__Instructions for the task__
Every line from the line containing "I would be grateful for your help identifying the brown" through the final line below is to be repeated exactly; no other line is.

__Location identification items__

____

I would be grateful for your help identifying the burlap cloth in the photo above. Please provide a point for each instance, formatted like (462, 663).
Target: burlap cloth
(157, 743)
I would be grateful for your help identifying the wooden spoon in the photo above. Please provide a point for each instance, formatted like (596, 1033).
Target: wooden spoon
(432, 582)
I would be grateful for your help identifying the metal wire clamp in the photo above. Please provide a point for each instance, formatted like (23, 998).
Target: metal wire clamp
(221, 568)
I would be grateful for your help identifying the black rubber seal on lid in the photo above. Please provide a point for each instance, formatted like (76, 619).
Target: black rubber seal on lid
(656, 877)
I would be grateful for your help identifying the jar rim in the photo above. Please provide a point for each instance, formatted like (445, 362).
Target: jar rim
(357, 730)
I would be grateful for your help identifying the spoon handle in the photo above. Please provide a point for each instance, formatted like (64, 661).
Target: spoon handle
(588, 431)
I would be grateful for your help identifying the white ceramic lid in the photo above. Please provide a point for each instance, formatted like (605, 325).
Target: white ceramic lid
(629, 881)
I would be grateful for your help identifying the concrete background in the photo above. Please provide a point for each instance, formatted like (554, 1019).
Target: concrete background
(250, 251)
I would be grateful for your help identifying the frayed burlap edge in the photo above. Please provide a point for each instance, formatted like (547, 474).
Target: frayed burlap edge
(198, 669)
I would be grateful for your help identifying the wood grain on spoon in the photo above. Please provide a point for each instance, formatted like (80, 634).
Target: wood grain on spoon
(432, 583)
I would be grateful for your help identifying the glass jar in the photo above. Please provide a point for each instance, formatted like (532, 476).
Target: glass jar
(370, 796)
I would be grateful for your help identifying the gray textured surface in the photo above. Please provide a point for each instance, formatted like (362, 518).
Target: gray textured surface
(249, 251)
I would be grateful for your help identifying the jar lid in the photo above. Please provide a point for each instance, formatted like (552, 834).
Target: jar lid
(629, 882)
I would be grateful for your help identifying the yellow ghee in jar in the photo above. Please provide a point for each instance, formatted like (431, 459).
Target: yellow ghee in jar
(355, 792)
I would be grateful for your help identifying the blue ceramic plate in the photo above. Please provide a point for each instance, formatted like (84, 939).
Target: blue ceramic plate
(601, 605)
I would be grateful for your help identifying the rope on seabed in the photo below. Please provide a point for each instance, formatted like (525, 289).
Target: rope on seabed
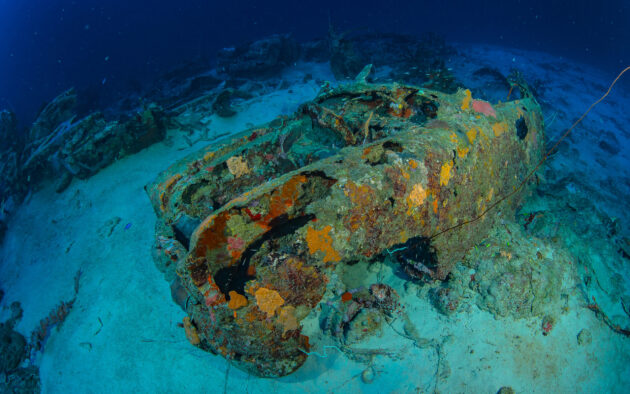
(545, 157)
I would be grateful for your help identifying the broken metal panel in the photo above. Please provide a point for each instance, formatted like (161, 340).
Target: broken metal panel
(252, 226)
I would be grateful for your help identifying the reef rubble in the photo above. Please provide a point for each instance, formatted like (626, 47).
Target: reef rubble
(252, 228)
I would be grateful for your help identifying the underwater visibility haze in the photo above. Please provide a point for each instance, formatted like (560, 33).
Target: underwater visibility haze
(314, 196)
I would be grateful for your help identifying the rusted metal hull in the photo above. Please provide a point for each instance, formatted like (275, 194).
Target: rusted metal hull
(252, 227)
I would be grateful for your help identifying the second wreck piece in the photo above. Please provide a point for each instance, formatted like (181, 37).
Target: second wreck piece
(249, 229)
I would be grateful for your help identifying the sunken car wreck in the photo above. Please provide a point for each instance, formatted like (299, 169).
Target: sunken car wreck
(250, 229)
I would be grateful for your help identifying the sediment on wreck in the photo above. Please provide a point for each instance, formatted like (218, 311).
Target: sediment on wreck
(250, 228)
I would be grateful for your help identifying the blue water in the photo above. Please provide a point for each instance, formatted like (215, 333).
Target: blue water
(77, 230)
(47, 46)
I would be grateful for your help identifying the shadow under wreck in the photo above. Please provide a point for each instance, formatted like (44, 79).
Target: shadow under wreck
(250, 229)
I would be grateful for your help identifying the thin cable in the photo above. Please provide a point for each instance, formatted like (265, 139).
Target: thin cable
(531, 173)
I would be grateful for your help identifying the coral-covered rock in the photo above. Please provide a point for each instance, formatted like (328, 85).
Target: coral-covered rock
(361, 172)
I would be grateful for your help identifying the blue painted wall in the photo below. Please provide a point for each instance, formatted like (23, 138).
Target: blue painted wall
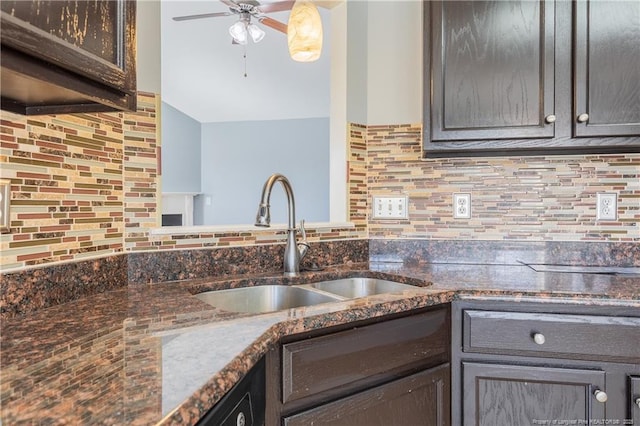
(181, 136)
(238, 157)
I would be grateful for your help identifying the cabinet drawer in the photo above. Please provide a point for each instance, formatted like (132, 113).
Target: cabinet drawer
(349, 358)
(542, 334)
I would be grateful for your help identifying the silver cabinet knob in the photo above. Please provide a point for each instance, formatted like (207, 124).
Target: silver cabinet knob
(601, 396)
(539, 338)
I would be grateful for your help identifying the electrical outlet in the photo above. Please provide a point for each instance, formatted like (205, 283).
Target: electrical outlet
(606, 206)
(461, 206)
(390, 207)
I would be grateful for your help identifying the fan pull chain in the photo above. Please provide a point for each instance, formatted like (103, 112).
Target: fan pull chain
(245, 61)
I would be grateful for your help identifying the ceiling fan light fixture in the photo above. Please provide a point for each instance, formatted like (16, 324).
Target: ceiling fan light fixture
(256, 33)
(239, 32)
(304, 32)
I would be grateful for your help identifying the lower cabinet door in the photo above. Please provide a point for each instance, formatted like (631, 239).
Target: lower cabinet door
(634, 402)
(419, 399)
(507, 395)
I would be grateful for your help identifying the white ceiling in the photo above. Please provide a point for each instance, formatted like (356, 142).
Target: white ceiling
(203, 73)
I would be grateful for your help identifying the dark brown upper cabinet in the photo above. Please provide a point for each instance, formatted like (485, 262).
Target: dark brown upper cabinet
(68, 56)
(519, 77)
(494, 70)
(607, 68)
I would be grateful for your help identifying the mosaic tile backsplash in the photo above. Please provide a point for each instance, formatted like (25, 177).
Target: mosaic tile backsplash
(524, 198)
(86, 186)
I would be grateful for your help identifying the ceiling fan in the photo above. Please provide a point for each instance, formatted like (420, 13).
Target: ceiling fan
(247, 9)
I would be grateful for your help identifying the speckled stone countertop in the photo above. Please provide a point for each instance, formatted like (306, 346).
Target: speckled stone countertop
(152, 354)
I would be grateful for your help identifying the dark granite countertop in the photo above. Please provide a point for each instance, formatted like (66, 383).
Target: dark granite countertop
(151, 354)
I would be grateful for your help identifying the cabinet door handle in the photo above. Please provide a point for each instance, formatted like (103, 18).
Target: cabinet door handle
(601, 396)
(539, 338)
(583, 118)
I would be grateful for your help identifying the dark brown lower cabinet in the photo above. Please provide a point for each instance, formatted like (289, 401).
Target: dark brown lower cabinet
(544, 364)
(634, 399)
(496, 394)
(389, 371)
(420, 399)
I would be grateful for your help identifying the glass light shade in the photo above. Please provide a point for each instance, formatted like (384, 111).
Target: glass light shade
(239, 32)
(304, 32)
(255, 32)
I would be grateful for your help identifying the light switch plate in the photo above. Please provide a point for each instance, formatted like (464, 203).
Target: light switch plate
(461, 206)
(390, 207)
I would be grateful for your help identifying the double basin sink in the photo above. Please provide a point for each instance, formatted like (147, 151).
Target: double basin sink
(271, 298)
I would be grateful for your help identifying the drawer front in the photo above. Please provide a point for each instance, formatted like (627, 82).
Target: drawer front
(346, 359)
(542, 334)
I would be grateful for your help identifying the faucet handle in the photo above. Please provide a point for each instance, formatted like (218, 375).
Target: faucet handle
(303, 232)
(303, 246)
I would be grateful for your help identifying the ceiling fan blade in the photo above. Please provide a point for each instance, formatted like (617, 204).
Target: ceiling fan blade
(276, 7)
(229, 3)
(276, 25)
(202, 15)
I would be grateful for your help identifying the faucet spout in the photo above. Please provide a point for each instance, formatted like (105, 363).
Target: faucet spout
(292, 254)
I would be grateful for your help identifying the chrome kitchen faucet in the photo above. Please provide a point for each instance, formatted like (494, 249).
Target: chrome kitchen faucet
(294, 252)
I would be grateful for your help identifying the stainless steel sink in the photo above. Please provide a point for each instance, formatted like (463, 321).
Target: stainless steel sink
(264, 298)
(360, 287)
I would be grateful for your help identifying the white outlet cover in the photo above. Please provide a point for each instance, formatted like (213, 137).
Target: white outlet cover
(461, 206)
(606, 206)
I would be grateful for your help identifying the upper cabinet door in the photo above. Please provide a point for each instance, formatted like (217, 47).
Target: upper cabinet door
(607, 68)
(67, 56)
(492, 68)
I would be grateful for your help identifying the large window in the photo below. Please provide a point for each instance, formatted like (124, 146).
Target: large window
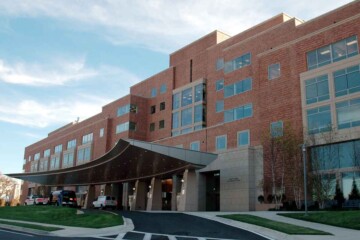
(319, 119)
(71, 144)
(221, 143)
(87, 138)
(84, 155)
(317, 89)
(219, 84)
(348, 113)
(68, 160)
(238, 87)
(47, 153)
(347, 81)
(186, 117)
(186, 98)
(331, 53)
(238, 113)
(277, 129)
(243, 138)
(274, 71)
(237, 63)
(195, 146)
(122, 127)
(58, 148)
(55, 162)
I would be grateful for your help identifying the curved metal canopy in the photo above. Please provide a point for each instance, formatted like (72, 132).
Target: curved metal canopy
(128, 160)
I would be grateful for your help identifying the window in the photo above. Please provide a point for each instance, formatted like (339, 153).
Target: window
(55, 162)
(219, 64)
(199, 92)
(277, 129)
(186, 97)
(348, 113)
(195, 146)
(87, 138)
(176, 101)
(238, 113)
(153, 109)
(347, 81)
(162, 106)
(84, 155)
(175, 118)
(317, 89)
(122, 127)
(71, 144)
(153, 92)
(152, 127)
(58, 148)
(319, 119)
(68, 160)
(47, 153)
(274, 71)
(220, 106)
(331, 53)
(163, 88)
(237, 63)
(186, 117)
(221, 143)
(238, 87)
(161, 124)
(243, 138)
(219, 84)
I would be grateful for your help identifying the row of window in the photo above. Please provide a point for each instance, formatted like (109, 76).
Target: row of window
(346, 81)
(154, 90)
(347, 114)
(83, 156)
(332, 53)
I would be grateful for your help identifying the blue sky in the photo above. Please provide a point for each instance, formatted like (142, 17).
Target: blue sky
(60, 60)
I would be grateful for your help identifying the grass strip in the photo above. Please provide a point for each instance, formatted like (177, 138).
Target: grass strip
(278, 226)
(344, 219)
(32, 226)
(61, 216)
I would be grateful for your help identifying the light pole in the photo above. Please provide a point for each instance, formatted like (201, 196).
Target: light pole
(305, 181)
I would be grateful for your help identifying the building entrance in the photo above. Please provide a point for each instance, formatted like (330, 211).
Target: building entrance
(166, 193)
(213, 191)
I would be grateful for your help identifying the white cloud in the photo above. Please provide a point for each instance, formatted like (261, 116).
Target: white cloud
(32, 113)
(165, 25)
(56, 73)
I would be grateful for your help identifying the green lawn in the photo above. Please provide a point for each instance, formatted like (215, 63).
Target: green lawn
(278, 226)
(345, 219)
(33, 226)
(61, 216)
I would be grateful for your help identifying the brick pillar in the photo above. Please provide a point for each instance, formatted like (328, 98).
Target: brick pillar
(154, 201)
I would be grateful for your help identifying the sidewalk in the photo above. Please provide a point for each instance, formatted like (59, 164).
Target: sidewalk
(338, 233)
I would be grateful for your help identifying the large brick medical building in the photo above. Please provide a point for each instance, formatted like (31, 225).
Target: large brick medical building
(189, 137)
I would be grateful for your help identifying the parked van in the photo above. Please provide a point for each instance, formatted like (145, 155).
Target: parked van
(63, 197)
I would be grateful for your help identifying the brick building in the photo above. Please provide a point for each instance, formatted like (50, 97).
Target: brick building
(218, 95)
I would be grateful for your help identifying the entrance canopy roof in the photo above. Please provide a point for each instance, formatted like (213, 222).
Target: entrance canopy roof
(129, 160)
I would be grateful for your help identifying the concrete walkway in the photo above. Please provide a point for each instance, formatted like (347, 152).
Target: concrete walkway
(337, 233)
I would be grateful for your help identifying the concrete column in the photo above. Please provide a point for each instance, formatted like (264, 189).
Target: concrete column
(116, 191)
(154, 201)
(90, 196)
(189, 196)
(107, 190)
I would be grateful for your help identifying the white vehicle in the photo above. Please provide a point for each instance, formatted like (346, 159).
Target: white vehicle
(36, 200)
(105, 202)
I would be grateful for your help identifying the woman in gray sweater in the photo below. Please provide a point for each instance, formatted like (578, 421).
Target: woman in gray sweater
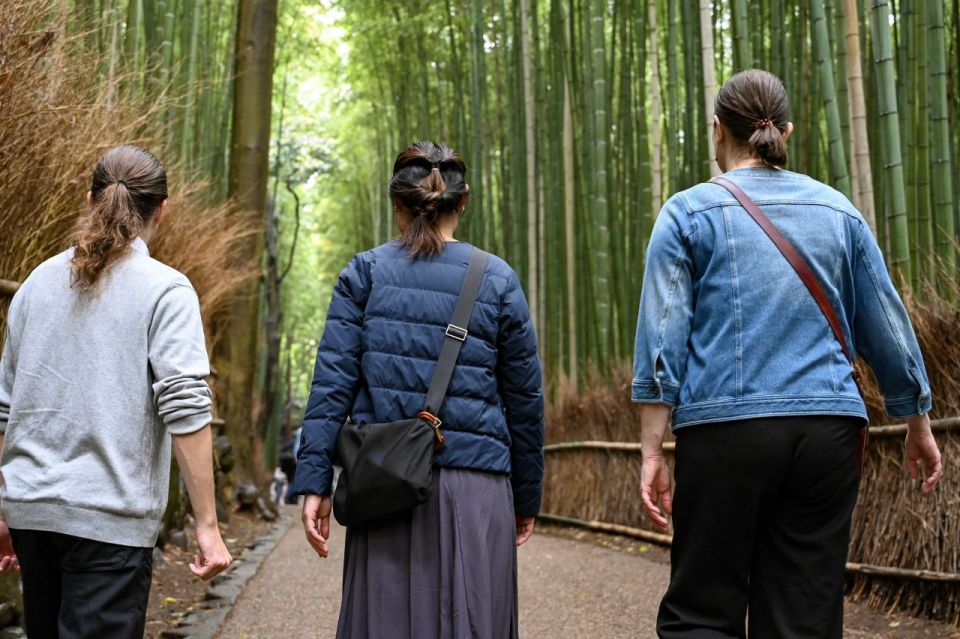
(104, 361)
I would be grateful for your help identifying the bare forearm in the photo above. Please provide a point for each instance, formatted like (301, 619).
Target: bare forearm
(654, 422)
(194, 453)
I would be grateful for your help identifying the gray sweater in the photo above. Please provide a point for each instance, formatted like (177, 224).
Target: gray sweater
(92, 385)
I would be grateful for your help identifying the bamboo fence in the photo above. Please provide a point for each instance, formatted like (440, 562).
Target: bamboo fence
(904, 551)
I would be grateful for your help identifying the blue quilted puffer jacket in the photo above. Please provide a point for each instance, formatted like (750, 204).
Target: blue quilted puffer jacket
(383, 335)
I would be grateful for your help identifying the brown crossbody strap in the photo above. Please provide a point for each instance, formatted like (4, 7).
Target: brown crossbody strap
(796, 261)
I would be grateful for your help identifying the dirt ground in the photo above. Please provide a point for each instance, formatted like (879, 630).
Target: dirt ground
(573, 583)
(859, 621)
(175, 591)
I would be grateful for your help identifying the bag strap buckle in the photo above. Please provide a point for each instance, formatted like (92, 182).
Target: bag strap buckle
(434, 421)
(456, 332)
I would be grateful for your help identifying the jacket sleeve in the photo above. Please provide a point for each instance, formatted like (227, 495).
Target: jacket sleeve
(178, 358)
(336, 378)
(884, 335)
(666, 310)
(520, 385)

____

__The answer__
I would be grateful for your help identifying the brown crossbody strap in the photo above. Please provide a point for each instance, formatted like (4, 7).
Target: brown crossbody strap
(796, 261)
I would be grateful for your help identifying the dirt ground in the photo above. Please provide a point for each instance, formatted like (879, 630).
Target: dirt ground
(573, 583)
(859, 621)
(175, 591)
I would be grateful for your help identifying the bag strap buckle in the photo above. Please provide a point for each instance, formatted like (92, 182).
Target: bag strap buckle
(434, 421)
(456, 332)
I would be grateful for your help identifying the jacket sleeve in the photo above. Please provide a point for each instance, formatted like (227, 495).
Target: jacket sleeve
(178, 358)
(336, 378)
(884, 335)
(666, 310)
(520, 385)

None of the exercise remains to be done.